• [TEXT PASSAGE]:
::::::::

Modern electronics and materials science are bringing revolutionary advances to biointerface design and are shattering the limits of what is possible in the areas of biomedical diagnostics and sensing, neuroscience, and prosthetics. This special issue highlights the rapid progress in all areas of bioelectronics and includes contributions that explore the interfaces between electronics, materials science, and other engineering disciplines, as well as biochemistry, biophysics, and general biology.
Novel materials and device architectures have always been an important driver of progress in bioelectronics. This collection provides a number of examples that use nanomaterials to enable new functionality or improve the existing device performance. Curry et al.1 report the use of soft nanocomposite films as soft biocompatible implantable antennas. Terkan et al.2 embed carbon nanotubes in silicone elastomers and demonstrate that these composites can act as versatile electrodes and interconnects in peripheral nerve interfaces for neuroprosthetic applications. Wustoni et al.3 demonstrate how co-doping PEDOT:PSS with layered nanocarbides (MXenes) leads to remarkable enhancement of the volumetric capacitance and increased stability of these composite films. They also demonstrate how this material can be used to construct high performance dopamine sensors that can resist common interference agents. San Roman et al.4 review the use of graphene nanostructures and discuss the fundamental relationships between device geometries, materials properties, and performance of the next generation bioelectronic devices.
A number of new device architectures are also featured prominently in this collection. Jia et al.5 demonstrate an electrochemical device that uses Ag/AgCl contacts to achieve precise spatiotemporal control of chloride ion concentration in solution and review their recent progress on using bioelectronics to control pH. Decataldo et al.6 report an example of organic electrochemical transistors functioning as high-sensitivity oxygen sensors in realistic biological environments. With further refinement, these devices could deliver enhanced understanding of the hypoxic environments in tumors. Stanley and Pourmand7 review the evolution of nanopipettes in bioelectronics to sense analytes inside cells by puncturing the cell membrane without damaging the cell. Noy8 reviews strategies for protecting bioelectronics from non-specific binding and fouling using lipid bilayers to functionalize carbon nanotubes and nanowire transistors. Cell membranes are the connection between cells and the outside world, and Manfredi et al.9 discuss photostimulation strategies to induce changes in membrane potential using light and photosensitive electrodes.

::::::::

• [WHAT IS NEEDED]:
Carry on the overview of the bioelectronics special issue, starting right after its last sentence.

Point-per-instance localization data:
::::::::

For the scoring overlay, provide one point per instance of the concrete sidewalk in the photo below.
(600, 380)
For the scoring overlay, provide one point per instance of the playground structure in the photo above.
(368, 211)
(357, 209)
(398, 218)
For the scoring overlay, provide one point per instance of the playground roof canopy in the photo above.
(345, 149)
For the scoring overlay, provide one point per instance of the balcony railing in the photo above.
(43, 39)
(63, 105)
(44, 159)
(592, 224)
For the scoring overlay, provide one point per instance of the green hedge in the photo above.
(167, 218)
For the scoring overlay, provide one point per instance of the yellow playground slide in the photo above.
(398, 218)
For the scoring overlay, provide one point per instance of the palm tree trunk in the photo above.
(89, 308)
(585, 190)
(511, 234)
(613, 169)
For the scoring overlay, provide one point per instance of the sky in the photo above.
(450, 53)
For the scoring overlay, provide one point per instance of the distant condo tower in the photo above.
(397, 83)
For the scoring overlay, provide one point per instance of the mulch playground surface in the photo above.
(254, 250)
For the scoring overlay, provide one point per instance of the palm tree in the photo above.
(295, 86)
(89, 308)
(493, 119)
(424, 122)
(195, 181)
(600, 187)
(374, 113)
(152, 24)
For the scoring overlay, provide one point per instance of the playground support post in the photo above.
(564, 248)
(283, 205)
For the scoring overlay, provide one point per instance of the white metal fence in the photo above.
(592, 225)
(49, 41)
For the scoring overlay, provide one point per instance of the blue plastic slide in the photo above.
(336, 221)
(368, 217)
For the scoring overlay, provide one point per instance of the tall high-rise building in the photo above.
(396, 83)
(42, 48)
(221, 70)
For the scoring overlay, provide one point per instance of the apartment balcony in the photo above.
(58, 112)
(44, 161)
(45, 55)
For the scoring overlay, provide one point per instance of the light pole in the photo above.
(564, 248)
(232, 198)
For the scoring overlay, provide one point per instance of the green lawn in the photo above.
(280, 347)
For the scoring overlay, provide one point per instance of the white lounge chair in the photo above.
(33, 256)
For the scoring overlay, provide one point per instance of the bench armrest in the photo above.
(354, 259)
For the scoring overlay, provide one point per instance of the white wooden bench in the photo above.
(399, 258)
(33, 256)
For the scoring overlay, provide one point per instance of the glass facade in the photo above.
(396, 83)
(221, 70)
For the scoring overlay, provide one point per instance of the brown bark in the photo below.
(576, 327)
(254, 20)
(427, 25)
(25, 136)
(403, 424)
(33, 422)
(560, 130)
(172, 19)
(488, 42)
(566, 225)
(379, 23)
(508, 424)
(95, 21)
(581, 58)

::::::::

• [RESPONSE FOR THIS EXERCISE]:
The interface of electromagnetic probes with natural systems is an important theme of bioelectronics for sensing and stimulation. Thyagarajan et al.10 present microcoil probes that allow magnetic control of neural stimulation and discuss how device design and materials can be combined to obtain optimal results. Bruno et al.11 describe a new system-based theory to look at the coupling of the cell–electrode interface as a function of time. Bance12 and researchers model the spread of the electrical stimulus in cochlear implants using impedance spectroscopy.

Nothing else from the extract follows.